▶ Task item:
Without the pictures, copy all the entries below exactly.

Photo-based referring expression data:
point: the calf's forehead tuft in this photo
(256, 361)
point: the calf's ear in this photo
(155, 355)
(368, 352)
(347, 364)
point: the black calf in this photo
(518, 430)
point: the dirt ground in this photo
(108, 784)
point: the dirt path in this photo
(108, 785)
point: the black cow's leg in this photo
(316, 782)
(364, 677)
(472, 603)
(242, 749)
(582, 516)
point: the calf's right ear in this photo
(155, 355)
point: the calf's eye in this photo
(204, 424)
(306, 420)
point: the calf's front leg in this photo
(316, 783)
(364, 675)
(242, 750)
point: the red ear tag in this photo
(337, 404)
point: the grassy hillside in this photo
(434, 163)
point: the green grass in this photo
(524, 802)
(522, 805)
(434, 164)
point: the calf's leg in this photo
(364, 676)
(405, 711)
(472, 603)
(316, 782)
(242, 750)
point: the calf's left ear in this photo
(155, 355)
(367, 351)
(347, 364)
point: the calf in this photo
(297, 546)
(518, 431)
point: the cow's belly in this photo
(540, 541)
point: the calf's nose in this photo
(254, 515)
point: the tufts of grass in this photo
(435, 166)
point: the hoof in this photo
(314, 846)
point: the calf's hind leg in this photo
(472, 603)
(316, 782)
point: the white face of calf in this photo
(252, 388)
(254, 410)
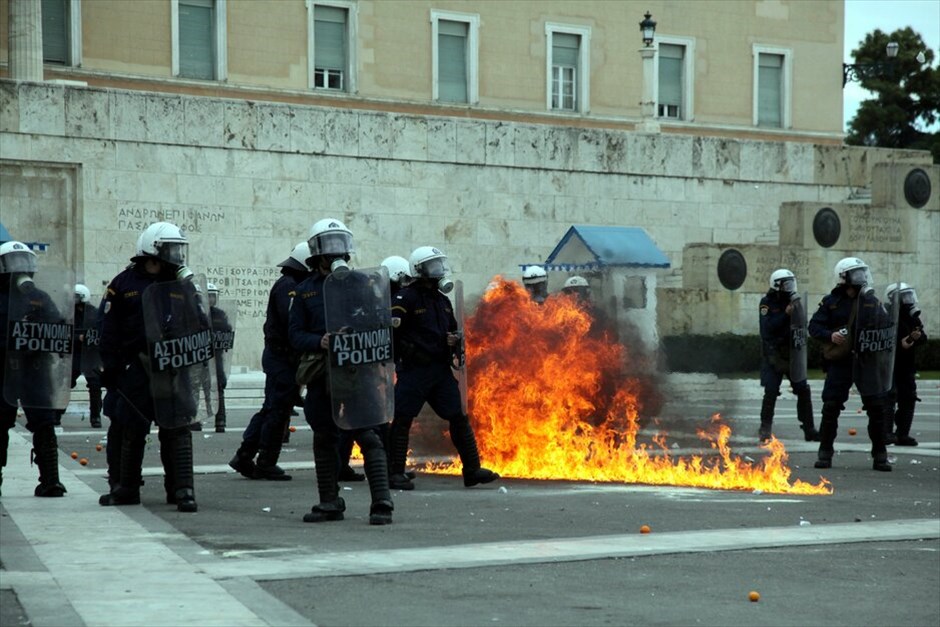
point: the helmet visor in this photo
(18, 261)
(172, 252)
(330, 244)
(858, 277)
(434, 268)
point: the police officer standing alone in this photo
(264, 435)
(330, 245)
(910, 335)
(782, 346)
(160, 258)
(21, 301)
(835, 324)
(427, 336)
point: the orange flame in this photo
(548, 401)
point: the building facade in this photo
(484, 128)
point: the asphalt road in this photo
(515, 552)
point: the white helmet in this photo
(82, 293)
(16, 257)
(165, 241)
(908, 295)
(398, 268)
(298, 258)
(329, 237)
(431, 263)
(533, 275)
(575, 282)
(783, 280)
(853, 271)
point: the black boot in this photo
(326, 460)
(461, 434)
(375, 463)
(94, 402)
(903, 419)
(398, 453)
(185, 492)
(127, 489)
(46, 448)
(220, 414)
(243, 462)
(767, 415)
(804, 413)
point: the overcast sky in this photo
(864, 16)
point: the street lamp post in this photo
(859, 72)
(648, 122)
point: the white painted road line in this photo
(566, 550)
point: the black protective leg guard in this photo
(243, 462)
(804, 413)
(220, 414)
(185, 492)
(326, 459)
(461, 434)
(127, 489)
(376, 467)
(767, 414)
(46, 448)
(398, 453)
(94, 403)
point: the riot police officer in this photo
(84, 357)
(21, 300)
(535, 281)
(159, 259)
(910, 335)
(779, 309)
(426, 333)
(264, 435)
(331, 244)
(836, 324)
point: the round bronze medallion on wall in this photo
(732, 269)
(827, 227)
(917, 188)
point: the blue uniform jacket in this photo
(427, 316)
(307, 322)
(122, 329)
(277, 315)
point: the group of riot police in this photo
(866, 341)
(329, 329)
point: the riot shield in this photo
(88, 333)
(361, 370)
(460, 354)
(798, 327)
(180, 361)
(37, 367)
(224, 316)
(874, 342)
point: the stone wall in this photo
(247, 179)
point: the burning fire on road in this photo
(548, 401)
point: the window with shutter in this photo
(55, 31)
(671, 76)
(452, 60)
(770, 90)
(197, 39)
(330, 47)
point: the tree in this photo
(906, 106)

▶ Answer for the task:
point: the calf's forehead tuft in this photo
(256, 361)
point: the calf's ear in this photo
(155, 355)
(368, 352)
(347, 364)
point: the black calf in this photo
(518, 430)
point: the dirt ground in this photo
(108, 784)
point: the dirt path in this photo
(108, 785)
point: the black cow's leg in this photo
(316, 782)
(364, 677)
(472, 603)
(242, 749)
(582, 516)
point: the calf's right ear in this photo
(155, 355)
point: the calf's eye in this photo
(204, 424)
(306, 420)
point: the calf's front leg in this photo
(316, 783)
(364, 675)
(242, 750)
point: the red ear tag in this photo
(337, 404)
point: the grassy hillside in this photo
(434, 163)
point: the green grass in this photo
(524, 802)
(522, 805)
(434, 164)
point: the calf's leg in this photo
(364, 676)
(405, 711)
(472, 603)
(316, 782)
(242, 750)
point: the calf's left ear in this photo
(155, 355)
(367, 351)
(347, 364)
point: the calf in this photo
(297, 546)
(518, 431)
point: the cow's belly in this photo
(540, 541)
point: the calf's nose in this photo
(254, 515)
point: the tufts of grass in this photo
(435, 166)
point: the hoof in this photo
(314, 846)
point: the calf's hind leg in this photo
(472, 603)
(316, 782)
point: the white face of calf in this photo
(252, 388)
(254, 410)
point: the helmet visor in this photo
(18, 261)
(172, 252)
(330, 244)
(858, 277)
(434, 268)
point: the police officer standing alone in this photo
(264, 435)
(330, 245)
(910, 335)
(782, 346)
(160, 258)
(21, 301)
(835, 324)
(427, 336)
point: the orange flame in this photo
(548, 401)
point: the building facade in this photo
(484, 128)
point: the asphalt road in this photo
(515, 552)
point: the white helmet in this photo
(82, 293)
(16, 257)
(165, 241)
(908, 295)
(398, 268)
(298, 258)
(329, 237)
(431, 263)
(533, 275)
(575, 282)
(783, 280)
(853, 271)
point: the black boot in this photo
(326, 460)
(461, 434)
(375, 463)
(94, 402)
(903, 419)
(398, 453)
(185, 492)
(127, 489)
(46, 448)
(220, 414)
(243, 462)
(767, 415)
(804, 413)
point: the overcast sky in this photo
(864, 16)
point: the street lamp post in this photo
(859, 72)
(648, 122)
point: the white painted road line in this photo
(566, 550)
point: the black protective leg guard in this photo
(243, 462)
(804, 413)
(220, 414)
(185, 492)
(326, 459)
(461, 434)
(127, 489)
(376, 467)
(767, 414)
(46, 448)
(398, 453)
(94, 403)
point: the riot police officer in this photo
(84, 357)
(21, 300)
(535, 281)
(159, 259)
(910, 335)
(779, 309)
(426, 333)
(264, 435)
(331, 244)
(836, 324)
point: the round bronze medallion on wall in this photo
(732, 269)
(827, 227)
(917, 188)
point: the blue uniform jacket in this photo
(427, 316)
(307, 322)
(122, 329)
(277, 315)
point: the group of riot police in this photo
(866, 341)
(329, 329)
point: the riot shield in this photo
(88, 333)
(361, 370)
(460, 354)
(798, 327)
(180, 361)
(37, 367)
(224, 316)
(874, 342)
point: the stone wall in this photo
(247, 179)
point: the burning fire on road in this photo
(548, 401)
point: the window with shutter in this photo
(55, 31)
(671, 76)
(452, 60)
(770, 90)
(197, 39)
(330, 47)
point: the tree in this photo
(906, 106)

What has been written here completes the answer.